* PROBLEM DETAILS *
Write out every entry exactly as it stands.

* THE RECORDS *
*-*-*
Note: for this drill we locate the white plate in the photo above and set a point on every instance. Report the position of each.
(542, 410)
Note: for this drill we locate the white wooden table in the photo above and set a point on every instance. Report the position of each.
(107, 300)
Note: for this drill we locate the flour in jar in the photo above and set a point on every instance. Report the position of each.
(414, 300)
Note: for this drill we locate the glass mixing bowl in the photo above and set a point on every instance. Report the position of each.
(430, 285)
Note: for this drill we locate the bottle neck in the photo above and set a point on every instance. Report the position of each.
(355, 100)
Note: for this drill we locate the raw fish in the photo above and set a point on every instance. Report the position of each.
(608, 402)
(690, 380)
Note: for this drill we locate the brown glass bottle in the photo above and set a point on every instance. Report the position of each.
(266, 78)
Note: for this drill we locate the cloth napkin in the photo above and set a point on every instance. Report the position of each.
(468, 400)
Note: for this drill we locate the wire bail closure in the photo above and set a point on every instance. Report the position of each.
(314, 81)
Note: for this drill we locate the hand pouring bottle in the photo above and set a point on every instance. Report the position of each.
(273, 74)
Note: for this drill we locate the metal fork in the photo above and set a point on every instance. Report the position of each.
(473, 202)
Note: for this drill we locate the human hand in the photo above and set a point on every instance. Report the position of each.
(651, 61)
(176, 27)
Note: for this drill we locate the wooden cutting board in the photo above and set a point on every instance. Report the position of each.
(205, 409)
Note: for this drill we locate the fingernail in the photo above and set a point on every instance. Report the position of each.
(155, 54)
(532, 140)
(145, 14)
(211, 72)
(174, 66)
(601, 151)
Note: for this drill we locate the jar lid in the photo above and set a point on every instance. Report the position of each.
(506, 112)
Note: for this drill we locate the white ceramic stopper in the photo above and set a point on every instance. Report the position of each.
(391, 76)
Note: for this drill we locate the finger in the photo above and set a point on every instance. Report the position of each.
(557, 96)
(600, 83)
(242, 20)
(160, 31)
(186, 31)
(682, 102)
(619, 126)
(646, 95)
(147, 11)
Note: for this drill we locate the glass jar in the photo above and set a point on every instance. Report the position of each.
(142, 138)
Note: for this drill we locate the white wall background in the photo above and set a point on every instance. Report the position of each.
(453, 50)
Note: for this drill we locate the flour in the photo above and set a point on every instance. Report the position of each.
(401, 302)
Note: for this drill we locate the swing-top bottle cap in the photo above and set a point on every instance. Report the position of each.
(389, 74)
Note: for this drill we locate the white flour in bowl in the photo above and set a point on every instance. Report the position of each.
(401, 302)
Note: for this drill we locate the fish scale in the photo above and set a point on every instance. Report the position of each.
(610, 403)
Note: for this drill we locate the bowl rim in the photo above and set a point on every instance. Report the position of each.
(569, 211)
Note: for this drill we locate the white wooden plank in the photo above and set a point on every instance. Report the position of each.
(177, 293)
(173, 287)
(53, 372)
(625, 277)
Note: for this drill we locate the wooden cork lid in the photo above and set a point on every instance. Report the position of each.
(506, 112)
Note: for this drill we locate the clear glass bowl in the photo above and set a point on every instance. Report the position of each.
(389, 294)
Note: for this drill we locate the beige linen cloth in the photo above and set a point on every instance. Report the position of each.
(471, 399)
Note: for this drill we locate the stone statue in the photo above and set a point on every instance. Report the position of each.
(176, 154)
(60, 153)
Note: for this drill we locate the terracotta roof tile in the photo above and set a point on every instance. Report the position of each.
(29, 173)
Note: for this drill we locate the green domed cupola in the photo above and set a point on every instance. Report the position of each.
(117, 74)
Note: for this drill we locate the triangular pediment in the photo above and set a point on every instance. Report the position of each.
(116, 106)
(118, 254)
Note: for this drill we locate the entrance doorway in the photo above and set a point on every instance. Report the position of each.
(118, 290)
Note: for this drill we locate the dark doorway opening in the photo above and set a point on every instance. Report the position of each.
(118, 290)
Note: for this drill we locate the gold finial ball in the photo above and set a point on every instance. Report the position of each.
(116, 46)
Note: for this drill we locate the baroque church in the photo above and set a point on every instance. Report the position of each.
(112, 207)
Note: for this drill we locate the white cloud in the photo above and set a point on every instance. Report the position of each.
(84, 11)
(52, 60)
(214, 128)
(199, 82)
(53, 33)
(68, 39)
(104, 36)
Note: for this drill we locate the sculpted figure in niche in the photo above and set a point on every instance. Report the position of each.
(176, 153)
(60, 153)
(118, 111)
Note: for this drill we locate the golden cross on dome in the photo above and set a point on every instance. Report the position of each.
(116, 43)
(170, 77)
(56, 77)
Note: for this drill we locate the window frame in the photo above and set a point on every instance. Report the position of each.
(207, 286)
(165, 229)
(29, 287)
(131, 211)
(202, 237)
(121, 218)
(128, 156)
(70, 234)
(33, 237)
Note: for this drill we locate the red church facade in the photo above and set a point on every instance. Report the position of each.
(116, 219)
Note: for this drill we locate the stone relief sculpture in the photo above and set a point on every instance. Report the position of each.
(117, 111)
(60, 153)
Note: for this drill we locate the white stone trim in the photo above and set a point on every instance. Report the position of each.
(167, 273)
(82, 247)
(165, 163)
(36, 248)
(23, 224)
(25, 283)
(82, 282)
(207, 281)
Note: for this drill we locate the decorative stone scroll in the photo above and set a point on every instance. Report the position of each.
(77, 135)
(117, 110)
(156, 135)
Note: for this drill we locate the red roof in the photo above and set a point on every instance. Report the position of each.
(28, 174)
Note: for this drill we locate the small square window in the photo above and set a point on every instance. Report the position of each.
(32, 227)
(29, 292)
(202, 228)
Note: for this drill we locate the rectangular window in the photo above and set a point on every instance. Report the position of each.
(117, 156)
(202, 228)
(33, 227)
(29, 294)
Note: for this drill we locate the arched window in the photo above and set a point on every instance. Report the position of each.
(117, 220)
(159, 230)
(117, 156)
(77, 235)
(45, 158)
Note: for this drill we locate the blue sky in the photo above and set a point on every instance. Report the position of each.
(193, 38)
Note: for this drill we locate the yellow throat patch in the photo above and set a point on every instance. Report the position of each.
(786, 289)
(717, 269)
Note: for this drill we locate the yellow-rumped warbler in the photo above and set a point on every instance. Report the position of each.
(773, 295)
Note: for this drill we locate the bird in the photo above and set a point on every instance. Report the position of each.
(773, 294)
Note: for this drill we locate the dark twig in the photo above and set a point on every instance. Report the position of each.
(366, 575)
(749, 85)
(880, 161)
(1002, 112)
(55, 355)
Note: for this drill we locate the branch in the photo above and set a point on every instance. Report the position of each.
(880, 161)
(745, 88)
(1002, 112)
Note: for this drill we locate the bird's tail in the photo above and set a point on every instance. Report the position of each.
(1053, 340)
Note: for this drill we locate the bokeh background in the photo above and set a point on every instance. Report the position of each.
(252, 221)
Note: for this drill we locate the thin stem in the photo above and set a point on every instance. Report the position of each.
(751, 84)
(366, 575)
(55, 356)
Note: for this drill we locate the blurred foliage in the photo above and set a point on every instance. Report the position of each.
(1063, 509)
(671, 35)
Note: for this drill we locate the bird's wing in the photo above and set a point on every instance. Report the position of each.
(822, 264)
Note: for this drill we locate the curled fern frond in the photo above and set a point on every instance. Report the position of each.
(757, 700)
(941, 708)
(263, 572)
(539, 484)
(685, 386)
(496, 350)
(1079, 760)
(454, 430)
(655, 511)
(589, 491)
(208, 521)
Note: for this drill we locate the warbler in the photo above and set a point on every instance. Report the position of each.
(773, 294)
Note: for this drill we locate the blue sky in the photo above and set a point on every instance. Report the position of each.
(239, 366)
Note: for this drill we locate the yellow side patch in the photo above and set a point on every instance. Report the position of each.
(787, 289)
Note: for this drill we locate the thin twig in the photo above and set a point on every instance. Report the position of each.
*-*-*
* FINAL ANSWER *
Note: for this drill we locate the white plate in the photo above and set a point on every instance. Report the position of each.
(542, 410)
Note: for this drill we locate the white wooden table in the photo above and set a point on every instance. Report the position of each.
(107, 300)
Note: for this drill we locate the flour in jar in the photo above and set a point on every instance. Report the position of each.
(414, 300)
Note: for this drill we locate the glass mixing bowl in the photo above and set a point on every instance. Report the position of each.
(430, 285)
Note: for this drill we locate the bottle neck in the photo above and set a point on every instance. Report the position of each.
(355, 100)
Note: for this drill we locate the raw fish in the photo above and set a point on every instance. Report the position of each.
(608, 402)
(690, 380)
Note: for this drill we locate the brown glass bottle in the photo above and set a point on every instance. Report the position of each.
(266, 78)
Note: for this drill we locate the cloth napkin in the photo above and set a point on every instance. Report the position of each.
(468, 400)
Note: for this drill we locate the wire bail closure in the photo above and set a point on every instance. Report the position of each.
(314, 81)
Note: for this drill we locate the hand pouring bottle in the photo above and set a point on every instance. Report the position of each.
(273, 74)
Note: for this drill we locate the metal fork in the photo above and set a point on every instance. Report the position of each.
(473, 202)
Note: for this drill we locate the human hand in the photo above and set a point on every instance. Report the position of each.
(651, 61)
(176, 27)
Note: for this drill we locate the wooden cutting board in the photo above and set a point on every instance. Report the position of each.
(205, 409)
Note: for this drill we locate the fingernail in the photo above and set a point on every instance. Report the position of each.
(155, 54)
(532, 140)
(145, 14)
(211, 72)
(174, 66)
(601, 151)
Note: for this drill we locate the jar lid in the photo above and set a point on every instance. Report the position of each.
(506, 112)
Note: for this drill we locate the white ceramic stopper in the photo above and set a point on every instance. Report the position of each.
(391, 76)
Note: for this drill we locate the finger in the photo above and set a point on every instance. Report the position of each.
(557, 96)
(600, 83)
(242, 20)
(160, 31)
(186, 31)
(682, 102)
(619, 126)
(646, 95)
(147, 11)
Note: for this drill we locate the glass jar in the photo above and set a point on every instance. Report the position of each.
(142, 138)
Note: for this drill we locate the white wall background in the photo above and set a point on every instance. Report the position of each.
(453, 50)
Note: for this drill we locate the flour in the photo above and set a point on every instance. Report the position of each.
(401, 302)
Note: for this drill we locate the swing-top bottle cap in the photo above and set a point on every instance. Report the position of each.
(389, 74)
Note: for this drill we locate the white flour in bowl in the photo above and set a point on every instance. Report the position of each.
(401, 302)
Note: for this drill we locate the fish scale in the photo above and set a point on every instance. Report the position of each.
(610, 403)
Note: for this drill we locate the bowl rim in the photo above and set a point on every instance. Report the position of each.
(569, 211)
Note: for this drill we locate the white wooden plank in the photo above and set a point on every instance. Report the position of each.
(177, 293)
(173, 287)
(53, 372)
(625, 277)
Note: for this drill we locate the wooden cork lid in the photo above and set a point on every instance. Report the position of each.
(506, 112)
Note: for this drill we locate the clear glass bowl in the photo above and set a point on every instance. Report the position of each.
(389, 294)
Note: for this drill we locate the beige linen cloth in the photo above and set a point on every instance. Report the position of each.
(471, 399)
Note: for this drill we locate the stone statue in the photo above and set a point on every instance. Report the position of each.
(176, 154)
(60, 153)
Note: for this drill we locate the terracotta roof tile in the photo above and set a point on every instance. Report the position of each.
(29, 173)
Note: for this drill we locate the green domed cupola in the photo above and set a point on every instance. Report the position of each.
(117, 74)
Note: for this drill we locate the triangular pediment in the photo above and set a point on every instance. Report the position of each.
(116, 106)
(118, 254)
Note: for this drill we locate the entrance doorway in the photo above and set a point on every instance. Report the position of each.
(118, 290)
Note: for this drill we locate the dark doorway opening in the photo above and set a point on every instance. Report the position of each.
(118, 290)
Note: for this drill we locate the gold finial ball in the photo above and set a point on every instance. Report the position of each.
(116, 46)
Note: for this drill we locate the baroque church in the photo above and set a point on every instance. Report the position of each.
(112, 207)
Note: for this drill we locate the white cloud in the photo above and set a point on every instance. Report the position of each.
(84, 11)
(52, 60)
(214, 128)
(199, 82)
(53, 33)
(68, 39)
(104, 36)
Note: for this drill we locate the sculpted figure in niche in the photo above and set a point on every instance. Report the position of each.
(176, 153)
(60, 153)
(118, 111)
Note: for this drill we locate the golden cross on dome in the photo above and set a point on every instance. Report the position of each.
(116, 43)
(170, 77)
(56, 77)
Note: for this drill we locate the window frame in the photo above and set a point on every instance. Report the position of each.
(207, 286)
(165, 229)
(29, 287)
(131, 211)
(202, 237)
(121, 218)
(128, 156)
(70, 234)
(33, 237)
Note: for this drill we locate the red church facade in the photo above and set a point on every instance. Report the position of each.
(116, 219)
Note: for this drill we locate the stone relief sculpture in the photo above and set a point on every instance. Report the position of each.
(117, 111)
(60, 153)
Note: for this drill we locate the white stone trim in the photo above and set a point on every instance. Report the position of each.
(167, 273)
(82, 247)
(165, 163)
(36, 248)
(23, 224)
(25, 283)
(82, 282)
(207, 281)
Note: for this drill we locate the decorative stone scroll in the photo above and set a point on every instance. Report the position of each.
(77, 135)
(117, 110)
(156, 135)
Note: for this drill we locate the red roof in the photo above and set a point on every instance. Report the position of each.
(28, 174)
Note: for this drill we locate the small square window in the photo above and set a point on every instance. Report the position of each.
(32, 227)
(29, 292)
(202, 228)
Note: for this drill we locate the rectangular window in the photo above and set a point on every instance. Report the position of each.
(117, 156)
(202, 228)
(33, 227)
(29, 294)
Note: for this drill we locate the arched window in the photo above and set a point on every instance. Report the position of each.
(117, 220)
(159, 230)
(117, 156)
(77, 235)
(45, 158)
Note: for this drill we locate the blue sky in the photo above and set a point on every instance. Report the position of each.
(193, 38)
Note: for this drill we locate the yellow throat patch in the photo above and set a point on every instance. Report the position of each.
(786, 289)
(717, 269)
Note: for this drill we locate the yellow-rumped warbler in the photo above and set a point on every instance. Report the position of each.
(773, 295)
Note: for this drill we locate the bird in the photo above and set a point on every instance. Report the position of each.
(773, 294)
Note: for this drill we locate the dark twig in the photo above and set a point on every instance. Report the position of each.
(366, 575)
(749, 85)
(880, 161)
(1002, 112)
(55, 355)
Note: for this drill we locate the branch in the photo above and set a point on every instance. Report the position of each.
(880, 161)
(745, 88)
(1002, 112)
Note: for this drill we locate the bird's tail in the photo above and set a point on every instance. Report the position of each.
(1053, 340)
Note: for this drill we locate the bokeh background in the photo above and set a point on every instance. Report the position of each.
(252, 221)
Note: for this drill we locate the thin stem in the photo above and set a point on every instance. Report the position of each.
(751, 84)
(366, 575)
(55, 356)
Note: for this drill we locate the blurred foliage in the photo above and set a point on every instance. Report the position of each.
(1063, 509)
(671, 35)
Note: for this drill we locate the bird's wing in the photo above and set a point on every instance. Report the position of each.
(822, 264)
Note: for this drill we locate the curled fern frond in the photo above and set a point on every instance. Report the position of each.
(757, 700)
(941, 708)
(263, 572)
(539, 484)
(685, 386)
(496, 350)
(1079, 760)
(454, 430)
(655, 511)
(589, 491)
(208, 521)
Note: for this drill we locate the warbler in the photo above and set a point on every instance. Report the position of each.
(773, 294)
Note: for this drill we locate the blue sky in the photo above and set a point on every instance. Report the position of each.
(239, 366)
Note: for this drill we locate the yellow side patch in the photo above and set a point on every instance. Report the position of each.
(787, 289)
Note: for this drill we locate the thin twig in the photo above and set a point on every instance. Report the position of each.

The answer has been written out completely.